Your instructions: Return each line below holding the string "petal".

Dataset excerpts:
■ ■ ■ ■
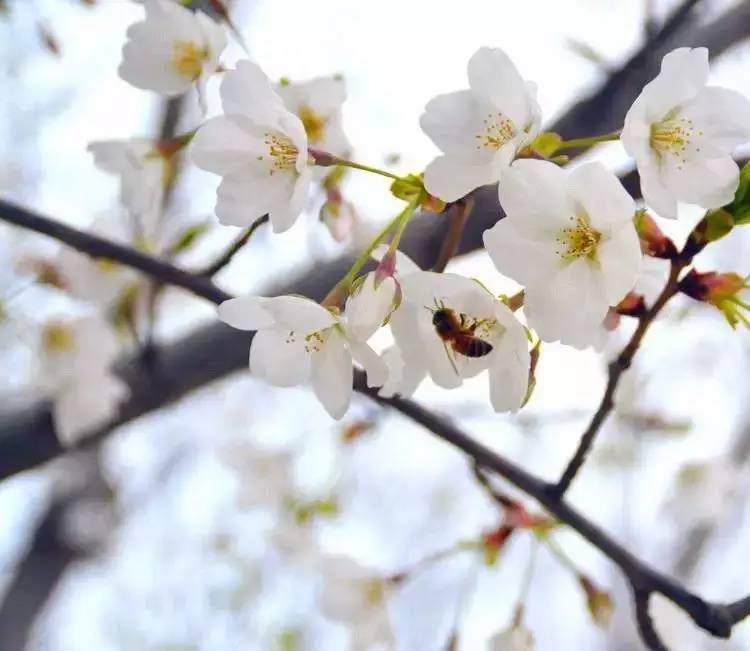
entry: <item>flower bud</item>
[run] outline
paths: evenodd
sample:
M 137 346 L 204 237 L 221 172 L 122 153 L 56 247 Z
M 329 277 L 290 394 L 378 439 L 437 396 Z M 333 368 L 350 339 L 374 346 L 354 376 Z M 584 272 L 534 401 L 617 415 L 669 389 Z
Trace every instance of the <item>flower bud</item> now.
M 347 331 L 357 341 L 372 337 L 401 302 L 401 286 L 393 273 L 380 271 L 382 266 L 364 276 L 346 301 Z
M 646 313 L 646 299 L 643 297 L 643 294 L 628 292 L 625 298 L 615 306 L 614 312 L 616 314 L 621 314 L 622 316 L 634 316 L 640 318 Z
M 319 217 L 334 240 L 345 242 L 349 239 L 356 215 L 354 207 L 348 201 L 344 201 L 340 196 L 338 200 L 328 199 L 320 208 Z
M 591 579 L 583 574 L 579 575 L 578 582 L 586 593 L 586 607 L 594 623 L 599 628 L 609 628 L 615 610 L 612 597 L 605 590 L 598 588 Z
M 512 525 L 501 524 L 497 529 L 482 534 L 482 551 L 487 565 L 497 563 L 500 552 L 515 530 L 516 528 Z
M 693 231 L 688 235 L 683 248 L 683 255 L 692 258 L 700 253 L 707 244 L 724 237 L 735 224 L 734 216 L 726 210 L 709 210 Z
M 674 242 L 662 233 L 659 225 L 645 210 L 639 210 L 635 214 L 634 222 L 638 238 L 641 240 L 641 250 L 645 255 L 667 260 L 677 255 Z
M 701 273 L 695 269 L 691 269 L 679 283 L 683 294 L 716 307 L 733 328 L 740 322 L 750 327 L 750 319 L 744 314 L 750 311 L 750 305 L 739 297 L 740 292 L 748 287 L 747 278 L 736 273 Z

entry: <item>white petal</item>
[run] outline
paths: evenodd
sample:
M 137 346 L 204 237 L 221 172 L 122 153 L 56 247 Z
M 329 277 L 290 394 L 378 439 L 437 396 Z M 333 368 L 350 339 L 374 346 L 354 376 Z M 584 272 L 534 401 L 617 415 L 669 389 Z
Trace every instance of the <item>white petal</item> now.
■ ■ ■ ■
Finished exercise:
entry: <item>white petal</item>
Trace every instance of the <item>white petal</item> now.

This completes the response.